* begin *
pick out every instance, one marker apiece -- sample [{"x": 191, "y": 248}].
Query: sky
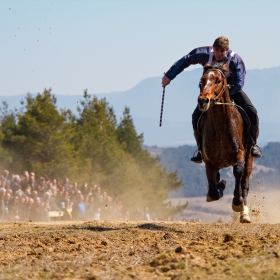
[{"x": 106, "y": 46}]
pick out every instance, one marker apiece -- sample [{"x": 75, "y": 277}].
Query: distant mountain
[
  {"x": 266, "y": 170},
  {"x": 144, "y": 101}
]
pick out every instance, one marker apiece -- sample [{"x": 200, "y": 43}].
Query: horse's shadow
[{"x": 149, "y": 226}]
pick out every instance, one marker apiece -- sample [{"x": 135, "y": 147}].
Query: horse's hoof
[
  {"x": 237, "y": 208},
  {"x": 222, "y": 185},
  {"x": 214, "y": 196},
  {"x": 244, "y": 215},
  {"x": 245, "y": 219},
  {"x": 209, "y": 199}
]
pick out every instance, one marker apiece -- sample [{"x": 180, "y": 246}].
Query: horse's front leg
[
  {"x": 238, "y": 170},
  {"x": 244, "y": 214},
  {"x": 212, "y": 175}
]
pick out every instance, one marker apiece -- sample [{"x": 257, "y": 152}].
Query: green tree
[{"x": 37, "y": 137}]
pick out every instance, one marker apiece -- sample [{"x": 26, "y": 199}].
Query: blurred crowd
[{"x": 26, "y": 198}]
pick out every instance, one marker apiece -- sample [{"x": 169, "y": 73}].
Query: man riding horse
[{"x": 219, "y": 52}]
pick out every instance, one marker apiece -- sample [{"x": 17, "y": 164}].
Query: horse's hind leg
[
  {"x": 213, "y": 192},
  {"x": 238, "y": 170},
  {"x": 244, "y": 214}
]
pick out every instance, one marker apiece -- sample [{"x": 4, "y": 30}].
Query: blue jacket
[{"x": 201, "y": 56}]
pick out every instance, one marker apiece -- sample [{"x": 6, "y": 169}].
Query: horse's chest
[{"x": 221, "y": 149}]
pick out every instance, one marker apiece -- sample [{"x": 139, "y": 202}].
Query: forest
[{"x": 90, "y": 146}]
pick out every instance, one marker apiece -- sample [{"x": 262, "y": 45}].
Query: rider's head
[{"x": 220, "y": 47}]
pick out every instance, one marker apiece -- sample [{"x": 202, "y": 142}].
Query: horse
[{"x": 223, "y": 139}]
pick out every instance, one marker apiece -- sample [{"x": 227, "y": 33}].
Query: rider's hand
[{"x": 165, "y": 81}]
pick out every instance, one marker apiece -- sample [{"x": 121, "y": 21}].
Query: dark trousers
[{"x": 241, "y": 99}]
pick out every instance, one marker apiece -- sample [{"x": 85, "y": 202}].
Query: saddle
[{"x": 247, "y": 141}]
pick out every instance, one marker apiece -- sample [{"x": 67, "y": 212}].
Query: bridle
[{"x": 225, "y": 85}]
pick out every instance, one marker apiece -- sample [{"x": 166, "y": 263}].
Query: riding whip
[{"x": 161, "y": 111}]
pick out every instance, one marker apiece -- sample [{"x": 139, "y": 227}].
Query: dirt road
[{"x": 139, "y": 250}]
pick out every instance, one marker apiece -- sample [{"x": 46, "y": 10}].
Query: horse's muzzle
[{"x": 203, "y": 104}]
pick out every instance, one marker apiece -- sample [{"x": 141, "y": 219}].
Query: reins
[{"x": 216, "y": 99}]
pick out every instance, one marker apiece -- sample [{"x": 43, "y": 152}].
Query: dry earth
[{"x": 139, "y": 250}]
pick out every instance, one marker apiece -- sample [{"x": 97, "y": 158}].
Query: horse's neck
[{"x": 221, "y": 115}]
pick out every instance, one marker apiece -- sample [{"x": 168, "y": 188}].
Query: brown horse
[{"x": 223, "y": 139}]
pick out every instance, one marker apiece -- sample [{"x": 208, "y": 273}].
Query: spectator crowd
[{"x": 24, "y": 198}]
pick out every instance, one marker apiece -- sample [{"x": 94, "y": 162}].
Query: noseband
[{"x": 225, "y": 85}]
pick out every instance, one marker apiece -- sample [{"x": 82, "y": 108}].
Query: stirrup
[
  {"x": 258, "y": 148},
  {"x": 195, "y": 158}
]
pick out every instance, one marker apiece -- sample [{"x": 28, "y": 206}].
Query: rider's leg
[
  {"x": 195, "y": 117},
  {"x": 241, "y": 99}
]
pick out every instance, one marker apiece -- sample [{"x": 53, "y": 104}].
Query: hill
[
  {"x": 144, "y": 101},
  {"x": 266, "y": 171}
]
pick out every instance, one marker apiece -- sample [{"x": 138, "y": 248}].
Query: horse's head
[{"x": 212, "y": 84}]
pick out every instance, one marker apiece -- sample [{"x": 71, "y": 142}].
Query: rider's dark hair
[{"x": 221, "y": 43}]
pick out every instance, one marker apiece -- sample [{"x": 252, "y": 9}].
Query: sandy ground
[
  {"x": 264, "y": 208},
  {"x": 139, "y": 250}
]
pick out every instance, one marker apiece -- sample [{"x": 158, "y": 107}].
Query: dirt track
[{"x": 139, "y": 250}]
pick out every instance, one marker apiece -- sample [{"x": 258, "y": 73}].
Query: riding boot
[
  {"x": 255, "y": 150},
  {"x": 198, "y": 157}
]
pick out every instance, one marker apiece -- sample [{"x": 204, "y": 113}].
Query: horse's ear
[{"x": 224, "y": 67}]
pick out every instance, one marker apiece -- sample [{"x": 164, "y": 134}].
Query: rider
[{"x": 219, "y": 52}]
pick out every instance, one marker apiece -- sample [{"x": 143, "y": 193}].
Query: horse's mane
[{"x": 218, "y": 65}]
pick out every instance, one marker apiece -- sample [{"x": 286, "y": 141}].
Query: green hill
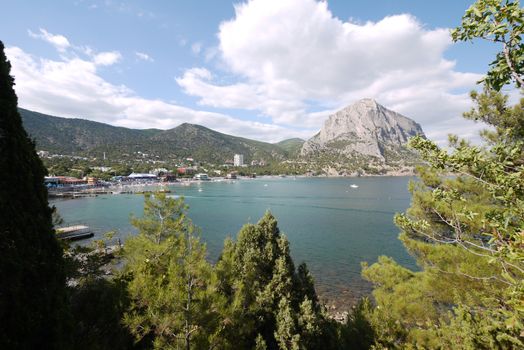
[{"x": 87, "y": 138}]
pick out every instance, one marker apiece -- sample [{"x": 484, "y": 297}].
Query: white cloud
[
  {"x": 60, "y": 42},
  {"x": 73, "y": 88},
  {"x": 107, "y": 58},
  {"x": 144, "y": 56},
  {"x": 292, "y": 56}
]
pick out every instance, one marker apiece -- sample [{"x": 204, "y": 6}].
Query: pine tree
[
  {"x": 173, "y": 301},
  {"x": 466, "y": 231},
  {"x": 32, "y": 287}
]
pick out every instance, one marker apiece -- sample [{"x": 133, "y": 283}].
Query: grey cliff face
[{"x": 365, "y": 128}]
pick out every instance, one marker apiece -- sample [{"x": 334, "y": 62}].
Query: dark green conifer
[{"x": 32, "y": 279}]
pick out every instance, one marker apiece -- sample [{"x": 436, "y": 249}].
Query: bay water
[{"x": 331, "y": 226}]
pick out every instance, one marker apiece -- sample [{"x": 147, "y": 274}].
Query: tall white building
[{"x": 238, "y": 160}]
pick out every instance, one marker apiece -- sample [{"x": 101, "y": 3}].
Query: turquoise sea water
[{"x": 331, "y": 226}]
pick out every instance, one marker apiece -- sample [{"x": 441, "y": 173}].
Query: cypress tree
[{"x": 32, "y": 278}]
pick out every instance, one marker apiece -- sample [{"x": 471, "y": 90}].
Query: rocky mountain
[
  {"x": 361, "y": 137},
  {"x": 292, "y": 146},
  {"x": 88, "y": 138}
]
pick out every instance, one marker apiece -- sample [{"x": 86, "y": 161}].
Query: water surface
[{"x": 331, "y": 226}]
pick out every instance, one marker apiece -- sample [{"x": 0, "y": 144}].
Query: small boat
[
  {"x": 201, "y": 177},
  {"x": 74, "y": 233}
]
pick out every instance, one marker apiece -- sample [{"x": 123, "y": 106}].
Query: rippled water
[{"x": 331, "y": 226}]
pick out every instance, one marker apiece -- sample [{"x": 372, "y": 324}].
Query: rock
[{"x": 364, "y": 131}]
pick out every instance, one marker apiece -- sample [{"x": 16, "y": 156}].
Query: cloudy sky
[{"x": 263, "y": 69}]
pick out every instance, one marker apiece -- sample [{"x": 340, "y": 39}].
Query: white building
[{"x": 238, "y": 160}]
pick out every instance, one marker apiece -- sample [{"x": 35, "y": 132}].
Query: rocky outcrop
[{"x": 364, "y": 129}]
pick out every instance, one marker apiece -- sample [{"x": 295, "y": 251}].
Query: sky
[{"x": 263, "y": 69}]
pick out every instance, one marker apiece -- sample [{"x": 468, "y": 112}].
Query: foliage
[
  {"x": 32, "y": 287},
  {"x": 466, "y": 222},
  {"x": 502, "y": 22},
  {"x": 270, "y": 304},
  {"x": 171, "y": 285}
]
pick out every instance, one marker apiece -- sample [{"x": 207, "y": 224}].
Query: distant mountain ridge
[
  {"x": 84, "y": 137},
  {"x": 363, "y": 134}
]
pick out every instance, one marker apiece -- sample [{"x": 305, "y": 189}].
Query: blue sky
[{"x": 264, "y": 69}]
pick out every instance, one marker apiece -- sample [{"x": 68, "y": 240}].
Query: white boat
[{"x": 201, "y": 177}]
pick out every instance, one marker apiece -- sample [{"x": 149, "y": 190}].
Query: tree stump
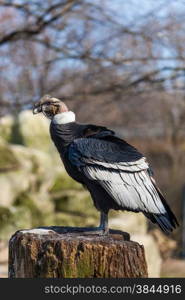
[{"x": 66, "y": 252}]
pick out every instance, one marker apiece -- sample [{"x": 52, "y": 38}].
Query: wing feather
[{"x": 127, "y": 181}]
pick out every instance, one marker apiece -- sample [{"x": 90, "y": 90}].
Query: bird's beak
[{"x": 37, "y": 108}]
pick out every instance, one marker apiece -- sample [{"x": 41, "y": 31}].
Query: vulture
[{"x": 116, "y": 174}]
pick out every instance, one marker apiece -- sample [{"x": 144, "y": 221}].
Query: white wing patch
[
  {"x": 135, "y": 166},
  {"x": 129, "y": 184}
]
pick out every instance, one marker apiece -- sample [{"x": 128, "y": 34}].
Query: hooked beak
[{"x": 37, "y": 108}]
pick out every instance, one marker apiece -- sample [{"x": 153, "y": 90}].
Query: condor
[{"x": 116, "y": 174}]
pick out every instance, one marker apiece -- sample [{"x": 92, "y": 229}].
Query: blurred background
[{"x": 116, "y": 63}]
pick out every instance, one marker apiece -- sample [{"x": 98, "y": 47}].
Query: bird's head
[{"x": 49, "y": 106}]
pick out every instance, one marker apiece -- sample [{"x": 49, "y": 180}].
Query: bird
[{"x": 115, "y": 173}]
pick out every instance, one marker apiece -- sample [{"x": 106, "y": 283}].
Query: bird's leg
* end *
## [PROBLEM STATEMENT]
Please count the lines above that contain the word "blurred" and reply with that number alone.

## [FINAL ANSWER]
2